• **Task to complete**: Render the data below as a two-column CSV with the headers request and answer. Give one row per request, put each text in a single quoted field with line breaks replaced by spaces, and leave out the pictures.

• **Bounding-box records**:
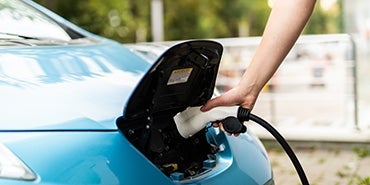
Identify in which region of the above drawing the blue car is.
[0,0,274,185]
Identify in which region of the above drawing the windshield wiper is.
[0,32,43,40]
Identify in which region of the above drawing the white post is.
[151,0,164,42]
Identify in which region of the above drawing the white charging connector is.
[173,106,238,138]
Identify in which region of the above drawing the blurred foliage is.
[35,0,343,42]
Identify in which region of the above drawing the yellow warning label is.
[167,68,193,85]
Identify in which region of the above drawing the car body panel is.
[0,41,149,129]
[0,0,272,185]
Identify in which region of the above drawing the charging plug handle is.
[221,107,251,134]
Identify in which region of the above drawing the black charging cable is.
[221,107,309,185]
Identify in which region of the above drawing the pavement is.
[245,94,370,185]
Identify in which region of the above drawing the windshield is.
[0,0,71,41]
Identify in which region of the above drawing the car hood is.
[118,40,223,127]
[0,40,150,130]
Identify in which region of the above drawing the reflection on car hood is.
[0,41,150,130]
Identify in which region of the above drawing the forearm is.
[240,0,315,96]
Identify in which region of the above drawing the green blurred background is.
[35,0,343,43]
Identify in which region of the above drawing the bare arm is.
[201,0,316,111]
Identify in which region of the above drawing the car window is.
[0,0,71,41]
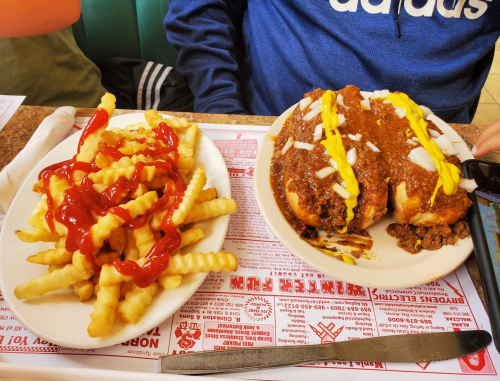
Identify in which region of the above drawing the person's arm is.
[0,0,80,38]
[165,0,248,114]
[471,119,500,156]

• **Exercise result**:
request,answer
"Identify in which region of the above drawing the blue car is.","[0,0,274,185]"
"Identify in which region of the above drawing the windshield wiper is.","[0,32,43,40]"
"Identify in which region of the above drawing the white post is.","[151,0,164,42]"
"Identify in which region of the above drawing the white charging connector is.","[173,106,238,138]"
"Identify in which region of the above drawing the blurred foliage is.","[35,0,343,42]"
"Identify in which region of the above drawing the yellow warning label is.","[167,68,193,85]"
"Identify in which region of the above drawing the car body panel is.","[0,41,149,129] [0,0,272,185]"
"Identify in which region of the above drawing the charging plug handle is.","[221,107,251,134]"
"Identify in which region of the above drawing the black charging cable is.","[221,107,309,185]"
"Identify in which region of the above drawing the pavement is.","[245,94,370,185]"
"Identify in which region of the above drawing the windshield is.","[0,0,71,41]"
"Identify in which region of the above drawing the car hood is.","[118,40,223,127] [0,40,150,130]"
"Identify in which region of the above drawing the reflection on car hood is.","[0,41,150,130]"
"Identify in which region of the above drawing the forearm is.","[240,0,315,96]"
"Identify in which region of the above drawing the green blurred background is.","[35,0,343,43]"
"Identify in which region of the above drawing the bare arm is.","[201,0,316,111]"
"Identify in which region of the above drawing the car window is.","[0,0,71,41]"
"Identify in which region of the above drawing the person's arm is.","[0,0,80,38] [165,0,248,114] [471,119,500,156]"